## EXTRACTED DATA:

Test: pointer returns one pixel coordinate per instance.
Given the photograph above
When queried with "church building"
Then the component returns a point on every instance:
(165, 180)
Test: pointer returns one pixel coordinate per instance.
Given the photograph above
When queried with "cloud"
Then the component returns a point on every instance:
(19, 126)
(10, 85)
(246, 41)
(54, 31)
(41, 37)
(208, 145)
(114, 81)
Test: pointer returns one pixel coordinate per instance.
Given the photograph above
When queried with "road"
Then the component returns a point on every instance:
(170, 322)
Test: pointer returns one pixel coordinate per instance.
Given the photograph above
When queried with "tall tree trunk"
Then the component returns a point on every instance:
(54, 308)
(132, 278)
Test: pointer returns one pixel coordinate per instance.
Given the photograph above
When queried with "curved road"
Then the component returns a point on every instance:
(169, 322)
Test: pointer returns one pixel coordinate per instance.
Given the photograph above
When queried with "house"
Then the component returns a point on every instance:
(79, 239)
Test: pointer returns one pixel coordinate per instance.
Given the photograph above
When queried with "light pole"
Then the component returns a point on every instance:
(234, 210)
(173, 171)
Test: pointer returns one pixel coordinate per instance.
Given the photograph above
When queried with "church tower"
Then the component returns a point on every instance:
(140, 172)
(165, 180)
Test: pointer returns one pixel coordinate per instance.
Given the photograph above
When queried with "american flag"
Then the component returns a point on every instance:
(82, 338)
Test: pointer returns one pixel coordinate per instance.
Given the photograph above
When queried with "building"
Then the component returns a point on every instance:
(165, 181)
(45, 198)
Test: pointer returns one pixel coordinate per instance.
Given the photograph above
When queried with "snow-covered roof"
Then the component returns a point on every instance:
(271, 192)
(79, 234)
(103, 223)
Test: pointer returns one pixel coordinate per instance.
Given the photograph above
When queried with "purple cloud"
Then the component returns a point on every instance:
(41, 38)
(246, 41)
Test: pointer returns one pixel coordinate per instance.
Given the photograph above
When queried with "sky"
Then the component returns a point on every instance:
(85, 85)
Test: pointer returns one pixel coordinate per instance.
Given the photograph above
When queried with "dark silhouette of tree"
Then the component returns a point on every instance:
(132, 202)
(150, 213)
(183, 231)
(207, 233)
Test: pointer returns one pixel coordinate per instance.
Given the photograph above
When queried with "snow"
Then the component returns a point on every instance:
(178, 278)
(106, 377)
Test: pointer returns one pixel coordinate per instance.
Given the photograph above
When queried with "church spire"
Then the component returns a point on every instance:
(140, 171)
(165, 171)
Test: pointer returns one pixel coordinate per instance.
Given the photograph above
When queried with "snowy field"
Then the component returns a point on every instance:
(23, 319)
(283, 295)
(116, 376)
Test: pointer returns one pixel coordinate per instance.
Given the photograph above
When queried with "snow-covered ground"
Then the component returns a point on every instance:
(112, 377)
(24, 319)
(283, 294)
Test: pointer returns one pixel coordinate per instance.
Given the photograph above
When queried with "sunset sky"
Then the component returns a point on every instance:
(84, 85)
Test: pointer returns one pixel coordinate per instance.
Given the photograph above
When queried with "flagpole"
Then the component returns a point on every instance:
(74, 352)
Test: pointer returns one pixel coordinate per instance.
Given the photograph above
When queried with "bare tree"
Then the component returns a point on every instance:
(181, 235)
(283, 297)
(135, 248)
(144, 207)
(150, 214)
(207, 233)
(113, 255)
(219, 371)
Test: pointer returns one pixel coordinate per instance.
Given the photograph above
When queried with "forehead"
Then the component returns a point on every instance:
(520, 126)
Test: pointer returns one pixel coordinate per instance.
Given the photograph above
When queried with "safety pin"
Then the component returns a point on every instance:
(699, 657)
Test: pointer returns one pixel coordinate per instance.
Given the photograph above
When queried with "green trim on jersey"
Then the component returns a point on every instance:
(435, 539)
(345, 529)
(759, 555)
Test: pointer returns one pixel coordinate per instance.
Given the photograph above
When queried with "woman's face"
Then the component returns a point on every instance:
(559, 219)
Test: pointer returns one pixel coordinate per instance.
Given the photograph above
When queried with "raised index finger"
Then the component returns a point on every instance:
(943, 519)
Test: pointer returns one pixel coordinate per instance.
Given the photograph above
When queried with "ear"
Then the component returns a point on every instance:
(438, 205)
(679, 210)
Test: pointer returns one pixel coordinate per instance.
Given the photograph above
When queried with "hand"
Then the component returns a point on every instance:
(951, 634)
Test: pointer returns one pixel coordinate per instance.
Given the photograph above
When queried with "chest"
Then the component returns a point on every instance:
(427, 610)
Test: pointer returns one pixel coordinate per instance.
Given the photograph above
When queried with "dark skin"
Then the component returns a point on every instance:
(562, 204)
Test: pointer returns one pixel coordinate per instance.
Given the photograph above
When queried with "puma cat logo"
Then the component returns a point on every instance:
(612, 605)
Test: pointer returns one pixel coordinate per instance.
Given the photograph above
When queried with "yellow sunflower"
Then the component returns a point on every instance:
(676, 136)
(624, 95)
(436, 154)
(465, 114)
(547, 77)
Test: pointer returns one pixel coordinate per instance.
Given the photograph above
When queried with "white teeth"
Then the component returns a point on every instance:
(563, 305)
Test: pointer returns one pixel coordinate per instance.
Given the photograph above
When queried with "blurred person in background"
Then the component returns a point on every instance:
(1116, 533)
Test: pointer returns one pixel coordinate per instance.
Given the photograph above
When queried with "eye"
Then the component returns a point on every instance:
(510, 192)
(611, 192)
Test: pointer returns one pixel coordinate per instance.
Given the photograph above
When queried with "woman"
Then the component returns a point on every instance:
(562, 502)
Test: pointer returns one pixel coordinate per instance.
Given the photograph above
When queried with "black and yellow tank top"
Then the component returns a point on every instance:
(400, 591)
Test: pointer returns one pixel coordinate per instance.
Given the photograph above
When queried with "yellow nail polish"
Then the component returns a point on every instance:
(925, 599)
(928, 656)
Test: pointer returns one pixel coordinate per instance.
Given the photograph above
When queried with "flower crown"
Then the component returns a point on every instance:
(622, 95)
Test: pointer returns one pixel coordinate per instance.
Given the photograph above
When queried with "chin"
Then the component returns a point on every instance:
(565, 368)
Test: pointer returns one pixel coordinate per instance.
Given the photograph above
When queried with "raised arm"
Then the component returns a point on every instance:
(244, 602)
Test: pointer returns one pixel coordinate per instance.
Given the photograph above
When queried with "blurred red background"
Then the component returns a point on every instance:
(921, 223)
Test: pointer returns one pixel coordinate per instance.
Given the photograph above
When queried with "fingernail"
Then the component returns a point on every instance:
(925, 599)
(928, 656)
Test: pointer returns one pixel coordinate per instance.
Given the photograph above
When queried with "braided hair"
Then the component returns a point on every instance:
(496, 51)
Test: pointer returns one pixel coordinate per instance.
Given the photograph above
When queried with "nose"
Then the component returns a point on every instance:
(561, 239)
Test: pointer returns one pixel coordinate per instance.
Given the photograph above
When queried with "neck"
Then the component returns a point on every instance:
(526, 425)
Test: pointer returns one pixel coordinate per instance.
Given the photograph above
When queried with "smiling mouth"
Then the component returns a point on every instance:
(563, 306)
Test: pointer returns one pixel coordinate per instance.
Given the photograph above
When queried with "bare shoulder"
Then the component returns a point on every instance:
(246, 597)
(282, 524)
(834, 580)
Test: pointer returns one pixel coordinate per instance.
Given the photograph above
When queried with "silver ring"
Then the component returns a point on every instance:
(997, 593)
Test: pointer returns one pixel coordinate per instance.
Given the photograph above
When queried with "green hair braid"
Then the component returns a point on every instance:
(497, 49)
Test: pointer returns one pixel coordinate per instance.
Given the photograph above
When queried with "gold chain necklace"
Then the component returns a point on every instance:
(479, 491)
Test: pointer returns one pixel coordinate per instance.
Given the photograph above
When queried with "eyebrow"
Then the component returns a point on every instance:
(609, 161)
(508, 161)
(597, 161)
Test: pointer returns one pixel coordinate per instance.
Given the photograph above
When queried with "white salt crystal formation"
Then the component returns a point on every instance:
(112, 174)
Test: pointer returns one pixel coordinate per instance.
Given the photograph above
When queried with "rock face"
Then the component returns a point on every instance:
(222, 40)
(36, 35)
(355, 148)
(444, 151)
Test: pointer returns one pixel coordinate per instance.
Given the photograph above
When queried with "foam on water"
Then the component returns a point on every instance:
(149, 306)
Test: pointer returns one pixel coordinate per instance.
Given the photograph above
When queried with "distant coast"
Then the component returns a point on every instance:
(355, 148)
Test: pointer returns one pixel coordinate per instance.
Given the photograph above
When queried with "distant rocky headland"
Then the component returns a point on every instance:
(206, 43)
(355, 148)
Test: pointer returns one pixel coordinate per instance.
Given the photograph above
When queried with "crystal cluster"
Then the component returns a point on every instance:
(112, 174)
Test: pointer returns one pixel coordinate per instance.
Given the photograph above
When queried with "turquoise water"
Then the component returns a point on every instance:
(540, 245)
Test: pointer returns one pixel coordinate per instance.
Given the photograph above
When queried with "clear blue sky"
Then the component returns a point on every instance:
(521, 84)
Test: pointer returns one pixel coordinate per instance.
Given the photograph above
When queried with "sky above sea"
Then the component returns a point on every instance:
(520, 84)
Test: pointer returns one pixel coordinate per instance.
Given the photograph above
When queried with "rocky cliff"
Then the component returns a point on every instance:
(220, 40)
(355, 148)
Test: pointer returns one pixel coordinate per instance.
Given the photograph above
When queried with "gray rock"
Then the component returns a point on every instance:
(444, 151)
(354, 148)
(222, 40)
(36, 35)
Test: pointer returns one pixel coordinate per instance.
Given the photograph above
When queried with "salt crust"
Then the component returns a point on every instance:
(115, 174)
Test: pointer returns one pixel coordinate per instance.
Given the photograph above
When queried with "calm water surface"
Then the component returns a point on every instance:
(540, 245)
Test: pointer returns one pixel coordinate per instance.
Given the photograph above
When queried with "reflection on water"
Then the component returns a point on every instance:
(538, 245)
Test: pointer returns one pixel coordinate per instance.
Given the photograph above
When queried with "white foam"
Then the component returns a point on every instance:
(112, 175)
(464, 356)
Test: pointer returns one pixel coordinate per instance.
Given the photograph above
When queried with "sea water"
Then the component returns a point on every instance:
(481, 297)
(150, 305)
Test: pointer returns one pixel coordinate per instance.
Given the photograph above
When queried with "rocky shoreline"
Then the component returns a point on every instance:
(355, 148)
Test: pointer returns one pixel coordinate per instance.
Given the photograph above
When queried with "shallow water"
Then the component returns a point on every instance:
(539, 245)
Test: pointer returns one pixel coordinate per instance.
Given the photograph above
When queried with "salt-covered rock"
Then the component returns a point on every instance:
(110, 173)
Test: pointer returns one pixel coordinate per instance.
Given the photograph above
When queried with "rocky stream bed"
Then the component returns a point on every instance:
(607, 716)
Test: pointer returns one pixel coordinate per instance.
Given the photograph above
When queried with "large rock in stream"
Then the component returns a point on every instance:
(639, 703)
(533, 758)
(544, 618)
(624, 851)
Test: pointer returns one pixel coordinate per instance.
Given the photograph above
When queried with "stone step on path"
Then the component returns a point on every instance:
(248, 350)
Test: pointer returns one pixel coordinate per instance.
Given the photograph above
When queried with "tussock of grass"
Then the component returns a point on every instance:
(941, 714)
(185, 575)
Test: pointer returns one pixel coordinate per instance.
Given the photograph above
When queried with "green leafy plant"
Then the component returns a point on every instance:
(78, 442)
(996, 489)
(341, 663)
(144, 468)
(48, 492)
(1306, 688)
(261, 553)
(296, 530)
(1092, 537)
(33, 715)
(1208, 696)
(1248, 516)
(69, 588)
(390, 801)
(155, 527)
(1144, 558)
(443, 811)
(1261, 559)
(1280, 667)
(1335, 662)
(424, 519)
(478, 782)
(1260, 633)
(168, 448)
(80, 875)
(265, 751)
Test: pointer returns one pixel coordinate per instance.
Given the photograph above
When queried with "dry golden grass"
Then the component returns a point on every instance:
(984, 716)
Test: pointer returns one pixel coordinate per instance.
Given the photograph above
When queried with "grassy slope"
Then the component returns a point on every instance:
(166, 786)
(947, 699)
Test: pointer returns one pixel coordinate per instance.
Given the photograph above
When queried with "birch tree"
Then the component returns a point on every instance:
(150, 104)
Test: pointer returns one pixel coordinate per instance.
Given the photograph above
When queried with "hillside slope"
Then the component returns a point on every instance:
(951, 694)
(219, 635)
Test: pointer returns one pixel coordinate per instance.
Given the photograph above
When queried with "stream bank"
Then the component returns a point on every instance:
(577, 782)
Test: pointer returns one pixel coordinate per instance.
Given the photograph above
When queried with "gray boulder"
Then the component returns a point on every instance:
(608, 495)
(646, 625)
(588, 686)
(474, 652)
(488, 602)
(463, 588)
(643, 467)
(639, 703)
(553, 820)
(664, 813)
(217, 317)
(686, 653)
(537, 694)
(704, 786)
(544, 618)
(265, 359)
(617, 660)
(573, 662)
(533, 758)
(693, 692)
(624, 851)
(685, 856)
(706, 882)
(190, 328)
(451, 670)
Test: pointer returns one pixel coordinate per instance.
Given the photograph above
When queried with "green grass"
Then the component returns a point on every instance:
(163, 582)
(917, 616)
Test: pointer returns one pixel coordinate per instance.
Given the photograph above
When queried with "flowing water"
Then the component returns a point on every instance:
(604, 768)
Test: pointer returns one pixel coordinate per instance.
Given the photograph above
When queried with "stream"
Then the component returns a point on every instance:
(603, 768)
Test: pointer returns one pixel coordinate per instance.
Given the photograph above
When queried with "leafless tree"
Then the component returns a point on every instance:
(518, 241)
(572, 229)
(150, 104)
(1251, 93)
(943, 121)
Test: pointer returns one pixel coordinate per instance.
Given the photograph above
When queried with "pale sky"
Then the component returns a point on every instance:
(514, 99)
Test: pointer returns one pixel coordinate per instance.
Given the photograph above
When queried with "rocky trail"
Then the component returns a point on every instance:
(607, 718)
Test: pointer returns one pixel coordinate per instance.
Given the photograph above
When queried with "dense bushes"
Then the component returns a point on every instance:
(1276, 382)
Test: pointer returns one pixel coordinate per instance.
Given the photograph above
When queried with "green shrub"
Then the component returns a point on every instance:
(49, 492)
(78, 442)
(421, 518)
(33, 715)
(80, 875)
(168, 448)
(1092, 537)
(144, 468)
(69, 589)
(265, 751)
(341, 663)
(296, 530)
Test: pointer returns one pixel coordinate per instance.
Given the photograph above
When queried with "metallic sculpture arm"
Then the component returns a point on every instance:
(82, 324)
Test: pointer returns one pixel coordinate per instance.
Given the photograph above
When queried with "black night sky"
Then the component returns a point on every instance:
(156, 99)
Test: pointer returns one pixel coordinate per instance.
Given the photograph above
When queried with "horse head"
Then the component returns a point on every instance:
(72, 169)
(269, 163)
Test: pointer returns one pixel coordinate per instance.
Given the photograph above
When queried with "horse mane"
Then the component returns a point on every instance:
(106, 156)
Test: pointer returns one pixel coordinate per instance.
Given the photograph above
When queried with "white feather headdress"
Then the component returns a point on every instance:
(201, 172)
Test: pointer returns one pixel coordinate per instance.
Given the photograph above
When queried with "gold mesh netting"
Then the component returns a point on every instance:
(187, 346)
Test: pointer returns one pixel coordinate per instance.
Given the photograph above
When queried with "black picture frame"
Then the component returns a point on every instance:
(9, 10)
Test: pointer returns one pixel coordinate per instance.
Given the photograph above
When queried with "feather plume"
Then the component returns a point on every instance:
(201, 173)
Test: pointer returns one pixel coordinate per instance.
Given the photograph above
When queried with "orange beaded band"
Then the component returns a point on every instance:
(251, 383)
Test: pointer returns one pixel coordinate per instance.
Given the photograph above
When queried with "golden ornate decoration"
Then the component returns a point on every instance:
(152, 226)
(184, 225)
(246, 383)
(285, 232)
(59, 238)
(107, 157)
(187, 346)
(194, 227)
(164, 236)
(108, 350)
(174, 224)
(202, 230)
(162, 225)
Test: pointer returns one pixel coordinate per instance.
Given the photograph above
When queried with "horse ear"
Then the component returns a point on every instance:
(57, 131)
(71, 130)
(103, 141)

## WORK TO BE COMPLETED:
Please collect each line of the entries above that contains the string "yellow". Case counts.

## EXPECTED ANSWER:
When queried with "yellow sunflower"
When queried with "black and yellow tank top"
When queried with "yellow nail polish"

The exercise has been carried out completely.